* _Instructions for the task_
Tally the lines of the items that contain the string "shower", treating case as significant, and give only the number.
[BEGIN Extracted data]
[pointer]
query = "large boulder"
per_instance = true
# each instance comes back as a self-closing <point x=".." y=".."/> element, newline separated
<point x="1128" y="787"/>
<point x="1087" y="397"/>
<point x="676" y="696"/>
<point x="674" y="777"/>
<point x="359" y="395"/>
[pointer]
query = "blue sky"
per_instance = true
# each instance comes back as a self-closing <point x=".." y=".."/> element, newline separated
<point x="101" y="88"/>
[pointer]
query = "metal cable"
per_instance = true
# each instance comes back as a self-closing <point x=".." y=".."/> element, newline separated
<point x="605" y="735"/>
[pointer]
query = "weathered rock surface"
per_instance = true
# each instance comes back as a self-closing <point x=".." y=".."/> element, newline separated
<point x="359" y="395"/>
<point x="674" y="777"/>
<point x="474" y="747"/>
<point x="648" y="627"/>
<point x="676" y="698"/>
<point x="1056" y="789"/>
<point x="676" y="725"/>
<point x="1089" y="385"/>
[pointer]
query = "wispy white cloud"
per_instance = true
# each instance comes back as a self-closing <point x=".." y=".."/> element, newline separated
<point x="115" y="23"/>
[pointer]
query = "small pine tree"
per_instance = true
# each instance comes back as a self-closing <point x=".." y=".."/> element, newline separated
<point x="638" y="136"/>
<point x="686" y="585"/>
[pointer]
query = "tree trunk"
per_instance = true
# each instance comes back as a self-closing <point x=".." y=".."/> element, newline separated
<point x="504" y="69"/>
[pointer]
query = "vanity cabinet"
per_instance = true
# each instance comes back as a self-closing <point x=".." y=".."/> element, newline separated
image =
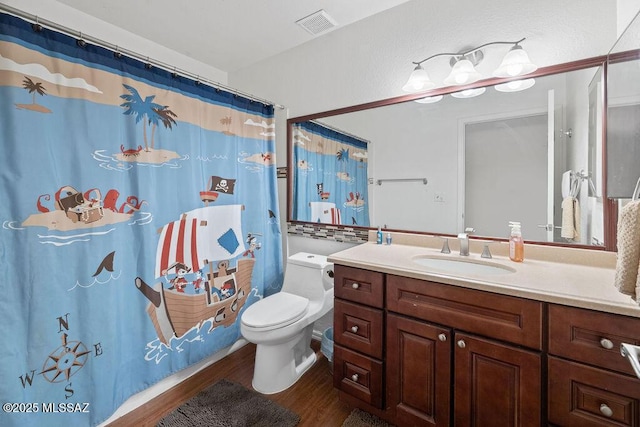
<point x="421" y="353"/>
<point x="590" y="383"/>
<point x="456" y="356"/>
<point x="358" y="332"/>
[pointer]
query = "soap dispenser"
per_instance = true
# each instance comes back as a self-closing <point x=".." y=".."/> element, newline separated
<point x="516" y="244"/>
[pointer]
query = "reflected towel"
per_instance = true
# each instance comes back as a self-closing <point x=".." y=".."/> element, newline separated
<point x="566" y="184"/>
<point x="628" y="259"/>
<point x="570" y="219"/>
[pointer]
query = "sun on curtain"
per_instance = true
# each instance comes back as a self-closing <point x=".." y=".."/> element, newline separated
<point x="330" y="183"/>
<point x="140" y="218"/>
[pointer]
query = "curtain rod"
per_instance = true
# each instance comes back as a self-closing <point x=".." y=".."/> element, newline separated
<point x="117" y="49"/>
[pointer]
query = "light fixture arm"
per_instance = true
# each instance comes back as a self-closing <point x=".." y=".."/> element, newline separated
<point x="463" y="54"/>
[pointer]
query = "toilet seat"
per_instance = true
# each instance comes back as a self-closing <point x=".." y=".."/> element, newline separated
<point x="275" y="311"/>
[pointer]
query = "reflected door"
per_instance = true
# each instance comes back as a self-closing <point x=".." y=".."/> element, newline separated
<point x="506" y="167"/>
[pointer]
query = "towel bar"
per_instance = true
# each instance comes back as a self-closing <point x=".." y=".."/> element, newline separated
<point x="380" y="181"/>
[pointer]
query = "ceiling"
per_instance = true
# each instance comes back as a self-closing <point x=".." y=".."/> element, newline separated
<point x="226" y="34"/>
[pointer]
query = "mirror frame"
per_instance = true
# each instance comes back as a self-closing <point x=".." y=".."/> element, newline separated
<point x="609" y="205"/>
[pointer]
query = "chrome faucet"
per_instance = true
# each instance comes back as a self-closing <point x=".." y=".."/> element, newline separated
<point x="464" y="241"/>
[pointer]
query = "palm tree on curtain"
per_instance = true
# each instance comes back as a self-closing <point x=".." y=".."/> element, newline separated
<point x="142" y="109"/>
<point x="165" y="116"/>
<point x="33" y="88"/>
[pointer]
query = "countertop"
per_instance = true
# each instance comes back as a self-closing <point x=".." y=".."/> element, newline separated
<point x="574" y="277"/>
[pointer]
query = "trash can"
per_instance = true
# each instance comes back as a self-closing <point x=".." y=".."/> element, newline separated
<point x="326" y="346"/>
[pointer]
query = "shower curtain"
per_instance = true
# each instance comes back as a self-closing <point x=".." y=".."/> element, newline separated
<point x="330" y="180"/>
<point x="139" y="219"/>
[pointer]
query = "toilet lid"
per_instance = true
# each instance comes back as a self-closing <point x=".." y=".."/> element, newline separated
<point x="276" y="310"/>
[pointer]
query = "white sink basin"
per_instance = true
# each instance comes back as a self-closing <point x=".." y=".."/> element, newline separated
<point x="462" y="266"/>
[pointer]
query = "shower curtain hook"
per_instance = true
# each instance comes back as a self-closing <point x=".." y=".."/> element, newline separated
<point x="80" y="42"/>
<point x="37" y="27"/>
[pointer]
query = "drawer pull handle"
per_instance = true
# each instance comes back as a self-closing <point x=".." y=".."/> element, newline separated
<point x="605" y="343"/>
<point x="606" y="411"/>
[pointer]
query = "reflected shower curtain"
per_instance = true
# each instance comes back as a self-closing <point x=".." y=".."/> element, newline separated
<point x="330" y="180"/>
<point x="139" y="219"/>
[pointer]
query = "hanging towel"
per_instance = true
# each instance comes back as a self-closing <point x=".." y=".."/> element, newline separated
<point x="628" y="260"/>
<point x="570" y="219"/>
<point x="566" y="184"/>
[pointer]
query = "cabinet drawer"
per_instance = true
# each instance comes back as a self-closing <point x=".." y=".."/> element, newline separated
<point x="361" y="286"/>
<point x="358" y="327"/>
<point x="358" y="375"/>
<point x="584" y="396"/>
<point x="502" y="317"/>
<point x="592" y="337"/>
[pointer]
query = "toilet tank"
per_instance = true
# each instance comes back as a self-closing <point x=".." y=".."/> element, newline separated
<point x="308" y="275"/>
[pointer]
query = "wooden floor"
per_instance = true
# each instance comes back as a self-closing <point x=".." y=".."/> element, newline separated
<point x="312" y="397"/>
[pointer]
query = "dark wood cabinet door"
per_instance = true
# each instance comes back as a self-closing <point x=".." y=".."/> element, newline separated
<point x="418" y="372"/>
<point x="496" y="384"/>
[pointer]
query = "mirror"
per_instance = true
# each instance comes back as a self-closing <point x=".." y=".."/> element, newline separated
<point x="623" y="111"/>
<point x="479" y="162"/>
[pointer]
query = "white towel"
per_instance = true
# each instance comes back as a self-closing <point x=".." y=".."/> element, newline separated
<point x="570" y="219"/>
<point x="566" y="184"/>
<point x="628" y="261"/>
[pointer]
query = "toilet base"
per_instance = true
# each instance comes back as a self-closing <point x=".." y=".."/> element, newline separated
<point x="278" y="367"/>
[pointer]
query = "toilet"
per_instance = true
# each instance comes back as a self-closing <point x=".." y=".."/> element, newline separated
<point x="281" y="325"/>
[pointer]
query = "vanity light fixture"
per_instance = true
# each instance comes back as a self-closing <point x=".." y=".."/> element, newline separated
<point x="429" y="99"/>
<point x="469" y="93"/>
<point x="515" y="85"/>
<point x="515" y="63"/>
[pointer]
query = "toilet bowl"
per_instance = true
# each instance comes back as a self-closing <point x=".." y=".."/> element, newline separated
<point x="281" y="325"/>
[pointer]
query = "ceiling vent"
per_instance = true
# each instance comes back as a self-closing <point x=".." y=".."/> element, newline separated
<point x="317" y="23"/>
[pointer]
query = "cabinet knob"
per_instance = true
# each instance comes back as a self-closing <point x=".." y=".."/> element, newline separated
<point x="605" y="343"/>
<point x="605" y="410"/>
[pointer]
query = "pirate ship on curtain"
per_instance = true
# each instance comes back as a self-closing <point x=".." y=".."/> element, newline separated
<point x="200" y="245"/>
[END Extracted data]
* _The completed task_
3